■ SHORT EXERCISE:
Return each line of the material below that contains the string "watermark", copied in full. Case matters when matching.

■ SUPPLIED MATERIAL:
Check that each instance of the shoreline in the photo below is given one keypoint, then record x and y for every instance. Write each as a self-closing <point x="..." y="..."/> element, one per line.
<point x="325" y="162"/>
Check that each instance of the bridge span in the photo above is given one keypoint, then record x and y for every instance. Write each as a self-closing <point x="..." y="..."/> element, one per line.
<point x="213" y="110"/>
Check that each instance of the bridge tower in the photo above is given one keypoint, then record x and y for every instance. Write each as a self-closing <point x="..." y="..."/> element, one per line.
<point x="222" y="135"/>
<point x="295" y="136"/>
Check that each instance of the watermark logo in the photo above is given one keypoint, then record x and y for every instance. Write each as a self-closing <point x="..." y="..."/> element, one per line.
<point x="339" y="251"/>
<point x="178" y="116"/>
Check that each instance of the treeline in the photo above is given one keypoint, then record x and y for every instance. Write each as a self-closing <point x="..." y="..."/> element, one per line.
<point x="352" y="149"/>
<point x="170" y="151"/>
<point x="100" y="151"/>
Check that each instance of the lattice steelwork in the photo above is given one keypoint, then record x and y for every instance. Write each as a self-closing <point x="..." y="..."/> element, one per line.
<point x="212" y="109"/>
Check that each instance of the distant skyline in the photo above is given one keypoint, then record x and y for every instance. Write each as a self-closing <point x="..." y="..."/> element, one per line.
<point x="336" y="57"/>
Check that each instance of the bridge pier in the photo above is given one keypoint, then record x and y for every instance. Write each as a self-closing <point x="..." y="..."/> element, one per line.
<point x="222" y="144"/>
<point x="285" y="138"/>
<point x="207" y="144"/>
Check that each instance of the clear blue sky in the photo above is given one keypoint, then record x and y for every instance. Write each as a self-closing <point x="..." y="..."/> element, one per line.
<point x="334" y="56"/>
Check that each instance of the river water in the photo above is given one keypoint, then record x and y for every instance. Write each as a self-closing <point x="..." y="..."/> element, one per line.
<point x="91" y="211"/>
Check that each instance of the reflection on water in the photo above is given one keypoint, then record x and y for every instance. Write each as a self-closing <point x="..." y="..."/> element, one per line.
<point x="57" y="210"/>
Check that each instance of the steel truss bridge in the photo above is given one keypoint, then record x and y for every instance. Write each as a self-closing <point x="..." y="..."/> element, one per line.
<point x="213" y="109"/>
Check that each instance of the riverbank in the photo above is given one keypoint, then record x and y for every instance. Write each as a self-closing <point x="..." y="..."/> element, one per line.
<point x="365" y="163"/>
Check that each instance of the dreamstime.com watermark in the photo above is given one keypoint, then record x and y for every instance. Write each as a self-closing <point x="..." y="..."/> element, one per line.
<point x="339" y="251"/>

---

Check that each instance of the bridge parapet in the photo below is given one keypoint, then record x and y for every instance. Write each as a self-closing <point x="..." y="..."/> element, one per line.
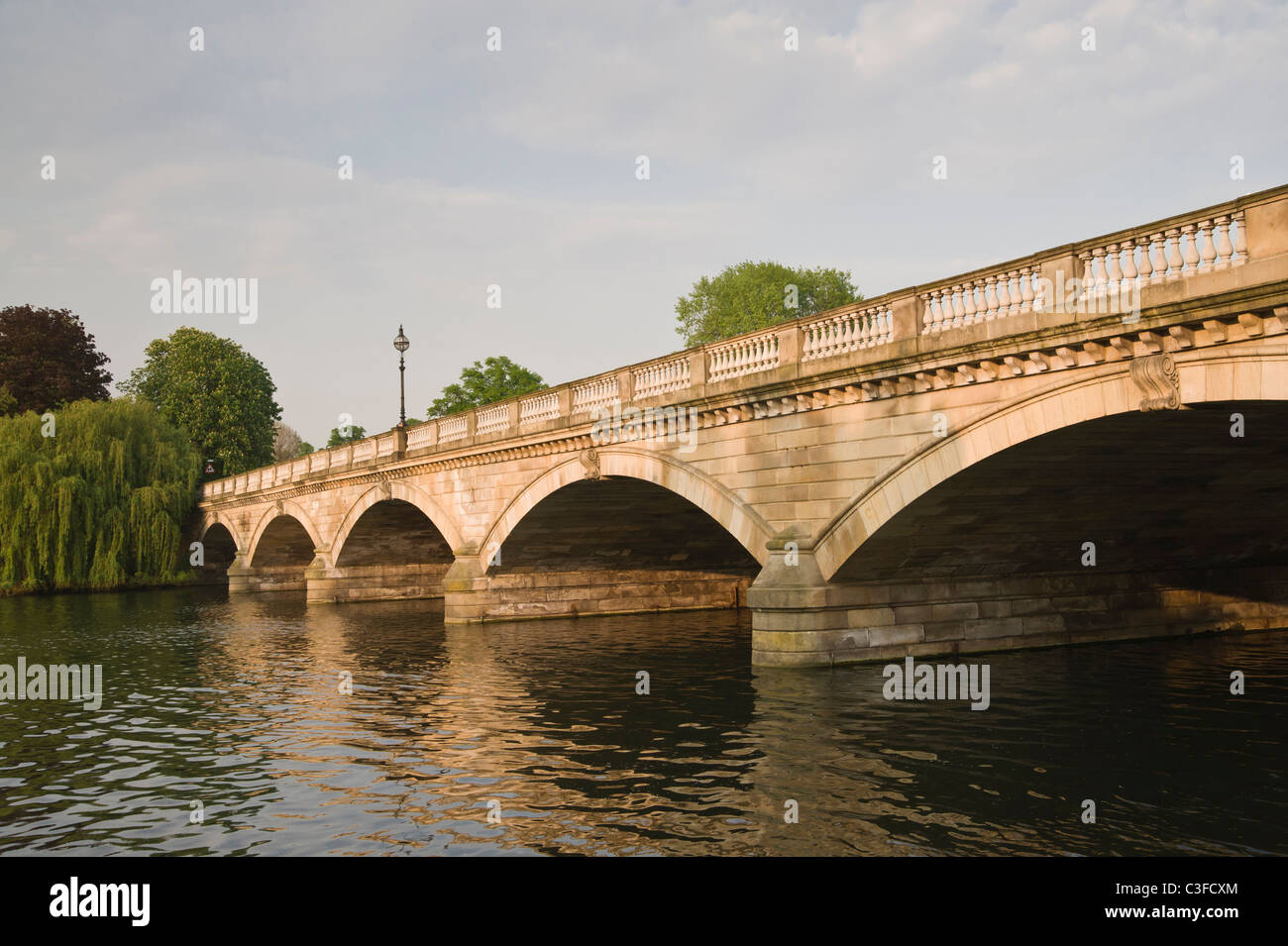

--

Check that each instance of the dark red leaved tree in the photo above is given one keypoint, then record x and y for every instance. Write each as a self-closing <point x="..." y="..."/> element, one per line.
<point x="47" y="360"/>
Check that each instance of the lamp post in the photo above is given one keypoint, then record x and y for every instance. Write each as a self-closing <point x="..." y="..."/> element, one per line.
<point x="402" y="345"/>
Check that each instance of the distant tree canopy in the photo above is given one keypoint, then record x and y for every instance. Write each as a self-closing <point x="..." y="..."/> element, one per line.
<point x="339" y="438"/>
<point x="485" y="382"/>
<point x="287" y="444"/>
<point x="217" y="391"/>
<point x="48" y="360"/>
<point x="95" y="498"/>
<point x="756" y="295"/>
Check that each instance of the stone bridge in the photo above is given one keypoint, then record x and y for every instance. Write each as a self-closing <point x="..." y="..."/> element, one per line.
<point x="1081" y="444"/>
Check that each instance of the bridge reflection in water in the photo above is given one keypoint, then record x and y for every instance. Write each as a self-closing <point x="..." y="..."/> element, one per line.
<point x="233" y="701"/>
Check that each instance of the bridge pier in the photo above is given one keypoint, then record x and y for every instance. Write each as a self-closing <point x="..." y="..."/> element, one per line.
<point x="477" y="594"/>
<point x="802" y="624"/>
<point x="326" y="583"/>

■ OUTPUT FOR THIS TASK:
Check that each instance of the watermark logo in the photo above is given one keypoint, then record x and y for every instance. Write each as a self-closing <point x="..." y="..."/> element, one per line.
Check that each instance of the dreamstime.com watermark in the photo above is given one keypoint, then record x and y for every instance. Write each as a self-closing <point x="..." y="..."/> element, one per line.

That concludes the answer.